Studio album by Pegboy
- Released: October 24, 1994
- Recorded: April 1994 at Blackbox Studios, Noyant-la-Gravoyère, France
- Genre: Punk rock
- Length: 31:07
- Label: Quarterstick
- Producer: Iain Burgess

Pegboy chronology
| Fore (1993) | Earwig (1994) | Cha Cha Damore (1997) |

= Earwig (Pegboy album) =

Earwig is the second studio album by the punk rock band Pegboy. It was released in 1994 through Quarterstick Records.
________________________________________
▶ Challenge 1: From the Earwig album page, print the part from "Pegboy chronology" to "through Quarterstick Records.".
▶ Challenge 2: In the Pegboy album page, why does Earwig appear between Fore and Cha Cha Damore in the chronology?
▶ Challenge 3: Pick up the article on Pegboy's album Earwig after its last sentence and keep writing.

Pointing data:
________________________________________
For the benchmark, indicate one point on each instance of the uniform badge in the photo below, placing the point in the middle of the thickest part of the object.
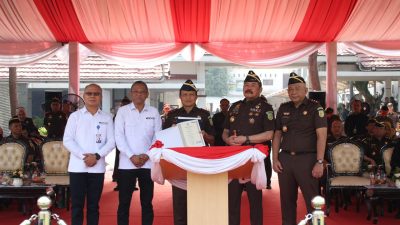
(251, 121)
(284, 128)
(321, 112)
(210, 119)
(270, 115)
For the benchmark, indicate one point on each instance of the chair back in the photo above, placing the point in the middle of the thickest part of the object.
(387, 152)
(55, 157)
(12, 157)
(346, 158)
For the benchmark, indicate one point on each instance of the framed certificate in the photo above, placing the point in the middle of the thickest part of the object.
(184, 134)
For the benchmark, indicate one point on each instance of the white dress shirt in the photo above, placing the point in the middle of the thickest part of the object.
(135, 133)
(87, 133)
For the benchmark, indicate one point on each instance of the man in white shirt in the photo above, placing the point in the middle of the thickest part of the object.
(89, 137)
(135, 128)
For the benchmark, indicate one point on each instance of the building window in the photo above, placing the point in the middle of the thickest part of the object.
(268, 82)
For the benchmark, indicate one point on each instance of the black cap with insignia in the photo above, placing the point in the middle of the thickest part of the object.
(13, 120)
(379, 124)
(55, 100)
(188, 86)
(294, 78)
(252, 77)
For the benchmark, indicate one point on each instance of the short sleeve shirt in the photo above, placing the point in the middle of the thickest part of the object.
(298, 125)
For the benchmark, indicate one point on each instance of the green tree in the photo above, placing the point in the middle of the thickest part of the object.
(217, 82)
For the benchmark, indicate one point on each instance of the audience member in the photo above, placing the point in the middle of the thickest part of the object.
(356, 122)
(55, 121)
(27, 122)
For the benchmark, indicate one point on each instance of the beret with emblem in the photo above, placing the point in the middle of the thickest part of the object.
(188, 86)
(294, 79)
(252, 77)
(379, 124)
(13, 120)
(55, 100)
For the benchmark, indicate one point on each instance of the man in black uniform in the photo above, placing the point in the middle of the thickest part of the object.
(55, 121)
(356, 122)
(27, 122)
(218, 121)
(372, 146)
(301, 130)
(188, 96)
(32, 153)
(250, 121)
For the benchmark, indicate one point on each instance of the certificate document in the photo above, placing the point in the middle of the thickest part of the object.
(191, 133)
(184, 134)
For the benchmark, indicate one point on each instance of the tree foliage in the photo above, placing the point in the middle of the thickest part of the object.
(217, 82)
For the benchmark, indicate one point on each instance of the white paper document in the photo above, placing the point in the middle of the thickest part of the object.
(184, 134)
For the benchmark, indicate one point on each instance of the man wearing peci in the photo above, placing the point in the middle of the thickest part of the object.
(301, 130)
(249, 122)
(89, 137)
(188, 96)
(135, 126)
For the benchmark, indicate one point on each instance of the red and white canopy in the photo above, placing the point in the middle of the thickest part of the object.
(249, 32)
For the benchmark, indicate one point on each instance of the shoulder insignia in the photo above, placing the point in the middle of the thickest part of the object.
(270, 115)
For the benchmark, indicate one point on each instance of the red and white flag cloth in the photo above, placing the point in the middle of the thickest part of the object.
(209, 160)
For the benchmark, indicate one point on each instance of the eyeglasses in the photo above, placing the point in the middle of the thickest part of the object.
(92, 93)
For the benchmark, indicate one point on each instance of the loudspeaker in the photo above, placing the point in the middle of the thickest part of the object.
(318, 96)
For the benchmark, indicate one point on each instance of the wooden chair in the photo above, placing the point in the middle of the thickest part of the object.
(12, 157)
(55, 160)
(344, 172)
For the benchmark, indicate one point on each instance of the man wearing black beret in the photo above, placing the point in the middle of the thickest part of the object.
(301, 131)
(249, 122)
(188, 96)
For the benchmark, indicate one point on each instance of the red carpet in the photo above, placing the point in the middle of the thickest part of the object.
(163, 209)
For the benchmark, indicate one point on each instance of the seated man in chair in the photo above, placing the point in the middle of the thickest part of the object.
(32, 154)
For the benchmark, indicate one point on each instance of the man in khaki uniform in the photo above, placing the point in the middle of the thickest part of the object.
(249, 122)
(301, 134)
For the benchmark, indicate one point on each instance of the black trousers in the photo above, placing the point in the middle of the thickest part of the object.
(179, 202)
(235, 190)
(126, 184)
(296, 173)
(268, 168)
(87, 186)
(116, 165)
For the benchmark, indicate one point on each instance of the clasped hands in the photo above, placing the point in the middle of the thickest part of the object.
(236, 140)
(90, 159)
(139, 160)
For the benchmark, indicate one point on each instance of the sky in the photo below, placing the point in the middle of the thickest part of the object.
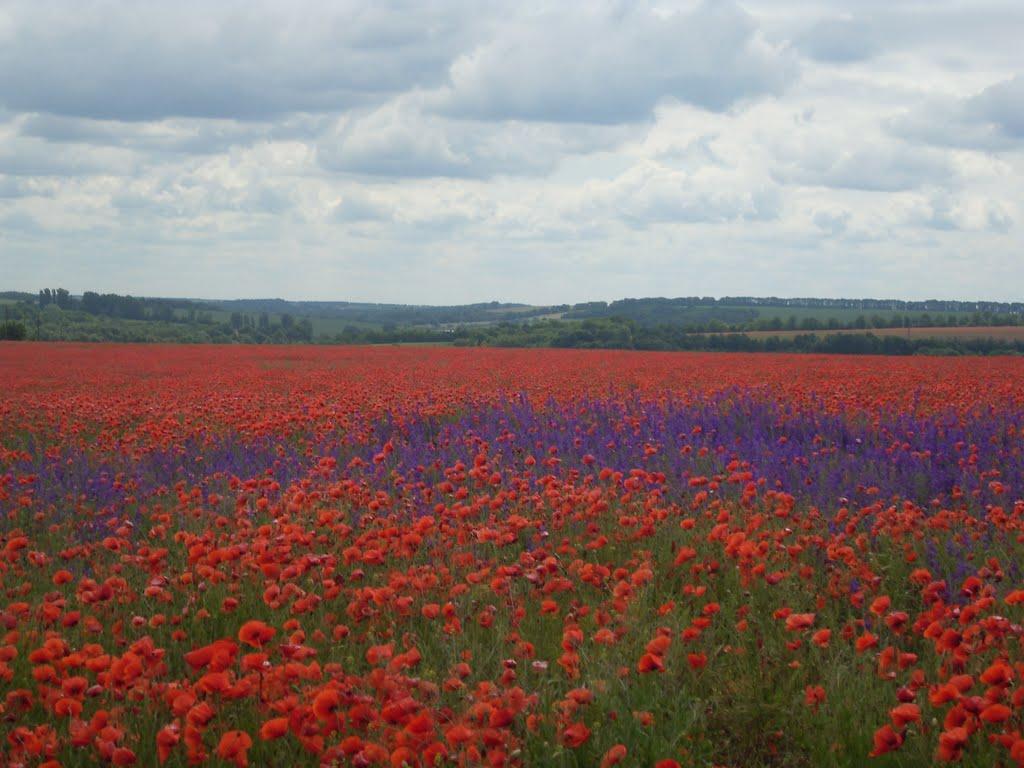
________________________________________
▶ Exercise answer 1:
Pegboy chronology
| Fore (1993) | Earwig (1994) | Cha Cha Damore (1997) |

= Earwig (Pegboy album) =

Earwig is the second studio album by the punk rock band Pegboy. It was released in 1994 through Quarterstick Records.

▶ Exercise answer 2: The chronology lists Pegboy's albums by year. Fore came out in 1993, Earwig in 1994, and Cha Cha Damore in 1997, so Earwig falls between the other two.

▶ Exercise answer 3:
Professional ratings
Review scores
| Source | Rating |
| AllMusic |  |

==Critical reception==
The Daily Times wrote that "Pegboy's combination of classic punk structure with John Haggerty's furious guitar work makes it a band to be reckoned with and marks Earwig as one of the fall's best releases." The Chicago Tribune wrote that the band "pours in some of the feel of Seam in lead singer Larry Damore's wistful lyrics, hardened behind a big three-chord grind from ex-Naked Raygun guitarist John Haggerty." Trouser Press called the album "respectable if hardly revelatory," writing that "the pleasure comes in hearing the Haggerty brothers interact; John sounds like he’s trying to drill holes in the wall of the percussion Joe throws up on 'Gordo.'" The Washington Post wrote that "some of the tracks tend to blur, but ones like 'You' and 'Blister' achieve a potent merger of pop and wallop."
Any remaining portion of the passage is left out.